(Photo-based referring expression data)
★ ★ ★

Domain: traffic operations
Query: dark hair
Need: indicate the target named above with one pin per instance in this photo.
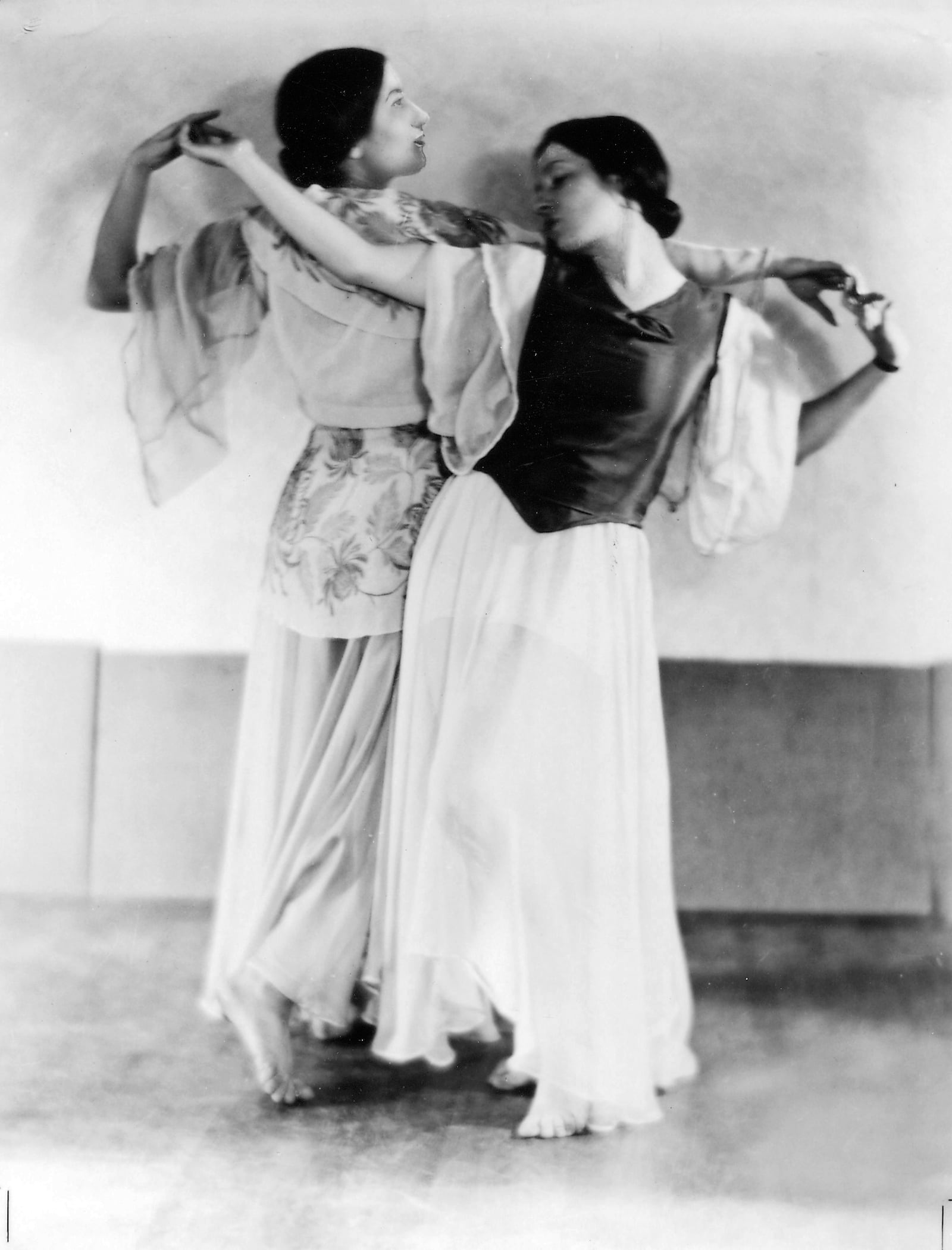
(621, 148)
(322, 108)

★ ★ ★

# [Exercise prompt]
Your task is to print exactly the lines from the one containing "Query: dark hair" through the final line of the records above, with no pictures and nothing more.

# [Solution for this problem]
Query: dark hair
Need: indicate the target named above with one pin per instance in this photo.
(621, 148)
(322, 108)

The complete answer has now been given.